## Written instruction:
In every item below, replace "tattooed forearm" with "bare forearm" and give the lines back with nothing else changed. Leave the pictures out of your answer.

═══

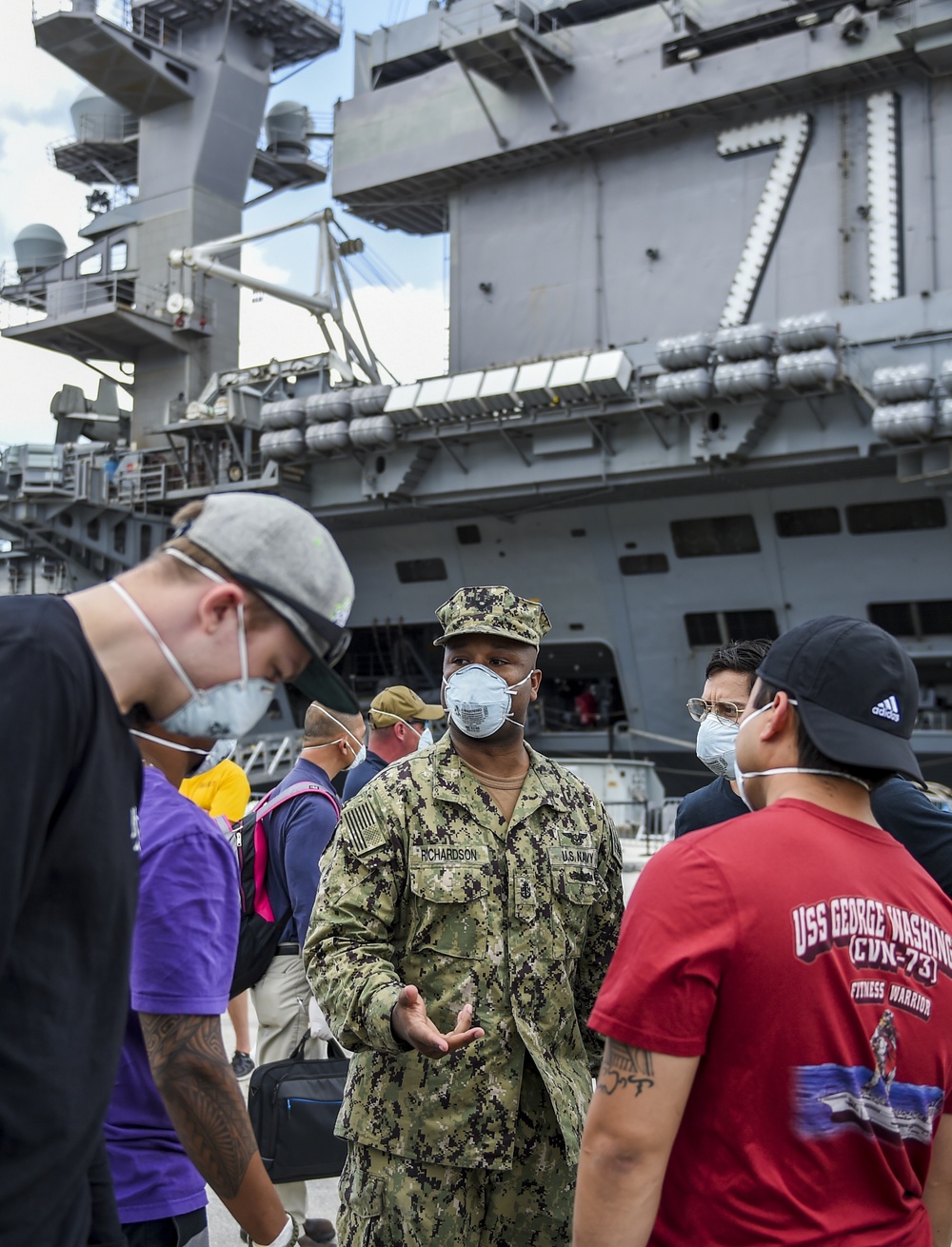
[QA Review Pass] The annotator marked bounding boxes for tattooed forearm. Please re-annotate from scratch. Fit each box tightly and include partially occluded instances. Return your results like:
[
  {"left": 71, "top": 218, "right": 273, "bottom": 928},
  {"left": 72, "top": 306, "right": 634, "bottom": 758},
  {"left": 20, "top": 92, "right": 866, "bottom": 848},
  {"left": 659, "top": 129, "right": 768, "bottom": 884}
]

═══

## Exercise answer:
[QA Review Pass] The annotator marked bounding boxes for bare forearm. Please re-annotate from scratch. Fit each box tightly and include partially occluded instances. Return your results like:
[
  {"left": 71, "top": 218, "right": 273, "bottom": 928},
  {"left": 72, "top": 306, "right": 634, "bottom": 758},
  {"left": 20, "top": 92, "right": 866, "bottom": 848},
  {"left": 659, "top": 129, "right": 768, "bottom": 884}
]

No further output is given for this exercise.